EXERCISE DESCRIPTION: Could you give the number of lines in the entries below that contain the word "green"? Only the number is wanted.

RECORDS TO PROCESS:
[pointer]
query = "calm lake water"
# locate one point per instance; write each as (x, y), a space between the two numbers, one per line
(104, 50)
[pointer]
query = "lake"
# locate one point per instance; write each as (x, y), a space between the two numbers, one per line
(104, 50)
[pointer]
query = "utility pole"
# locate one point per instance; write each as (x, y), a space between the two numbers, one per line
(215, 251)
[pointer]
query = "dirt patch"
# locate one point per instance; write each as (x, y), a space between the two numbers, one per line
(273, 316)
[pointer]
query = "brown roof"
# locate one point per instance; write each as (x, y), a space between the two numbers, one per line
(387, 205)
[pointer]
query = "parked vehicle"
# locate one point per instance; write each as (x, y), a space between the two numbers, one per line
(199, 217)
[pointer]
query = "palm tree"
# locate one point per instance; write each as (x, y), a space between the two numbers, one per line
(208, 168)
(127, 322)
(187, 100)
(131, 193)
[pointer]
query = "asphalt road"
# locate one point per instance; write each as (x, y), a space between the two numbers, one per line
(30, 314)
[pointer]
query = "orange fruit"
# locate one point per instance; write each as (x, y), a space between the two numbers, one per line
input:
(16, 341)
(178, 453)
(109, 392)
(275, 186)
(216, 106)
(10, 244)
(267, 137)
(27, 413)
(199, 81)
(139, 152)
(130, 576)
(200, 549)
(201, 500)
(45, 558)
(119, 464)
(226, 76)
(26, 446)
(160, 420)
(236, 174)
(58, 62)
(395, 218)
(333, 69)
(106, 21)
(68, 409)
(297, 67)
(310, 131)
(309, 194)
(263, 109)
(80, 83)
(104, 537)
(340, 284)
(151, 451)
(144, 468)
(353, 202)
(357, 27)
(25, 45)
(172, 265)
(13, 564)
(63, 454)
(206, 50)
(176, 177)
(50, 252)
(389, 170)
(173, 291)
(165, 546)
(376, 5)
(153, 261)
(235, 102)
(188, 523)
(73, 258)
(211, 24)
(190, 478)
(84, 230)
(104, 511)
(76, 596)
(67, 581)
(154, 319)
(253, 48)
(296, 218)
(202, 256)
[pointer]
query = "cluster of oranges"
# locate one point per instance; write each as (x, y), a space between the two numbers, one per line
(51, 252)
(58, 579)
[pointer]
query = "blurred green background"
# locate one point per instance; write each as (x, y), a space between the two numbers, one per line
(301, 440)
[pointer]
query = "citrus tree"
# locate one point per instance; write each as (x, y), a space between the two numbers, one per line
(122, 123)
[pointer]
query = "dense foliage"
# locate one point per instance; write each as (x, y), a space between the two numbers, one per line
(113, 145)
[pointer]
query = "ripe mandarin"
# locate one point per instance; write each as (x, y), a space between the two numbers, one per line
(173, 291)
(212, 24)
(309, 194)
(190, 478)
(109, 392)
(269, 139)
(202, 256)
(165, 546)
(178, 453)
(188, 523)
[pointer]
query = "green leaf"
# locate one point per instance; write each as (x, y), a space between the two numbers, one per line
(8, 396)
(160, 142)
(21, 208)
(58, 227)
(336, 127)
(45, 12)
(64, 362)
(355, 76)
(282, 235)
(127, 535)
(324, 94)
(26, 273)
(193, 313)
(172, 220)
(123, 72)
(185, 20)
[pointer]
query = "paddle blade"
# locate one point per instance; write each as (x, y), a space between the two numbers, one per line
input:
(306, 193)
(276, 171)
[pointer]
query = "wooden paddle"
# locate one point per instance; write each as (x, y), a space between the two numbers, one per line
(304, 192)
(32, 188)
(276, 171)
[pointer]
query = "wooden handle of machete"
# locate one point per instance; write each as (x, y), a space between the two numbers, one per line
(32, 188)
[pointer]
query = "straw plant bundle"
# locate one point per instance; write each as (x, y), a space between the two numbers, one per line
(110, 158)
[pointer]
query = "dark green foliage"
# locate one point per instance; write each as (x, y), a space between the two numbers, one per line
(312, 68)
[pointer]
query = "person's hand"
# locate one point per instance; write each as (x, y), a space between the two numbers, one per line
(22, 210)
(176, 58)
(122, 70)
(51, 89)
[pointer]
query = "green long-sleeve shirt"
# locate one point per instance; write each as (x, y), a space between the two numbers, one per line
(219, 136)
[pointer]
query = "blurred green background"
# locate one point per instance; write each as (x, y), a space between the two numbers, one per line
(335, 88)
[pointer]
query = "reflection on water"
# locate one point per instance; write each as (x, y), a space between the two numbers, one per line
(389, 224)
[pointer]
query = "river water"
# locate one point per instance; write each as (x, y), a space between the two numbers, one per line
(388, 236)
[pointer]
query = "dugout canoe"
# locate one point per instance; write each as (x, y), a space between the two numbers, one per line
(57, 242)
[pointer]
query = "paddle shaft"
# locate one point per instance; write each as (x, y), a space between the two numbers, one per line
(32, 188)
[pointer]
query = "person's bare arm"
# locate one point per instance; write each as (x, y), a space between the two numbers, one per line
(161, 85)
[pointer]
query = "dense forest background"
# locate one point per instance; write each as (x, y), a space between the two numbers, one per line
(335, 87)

COMPLETED EXERCISE: 5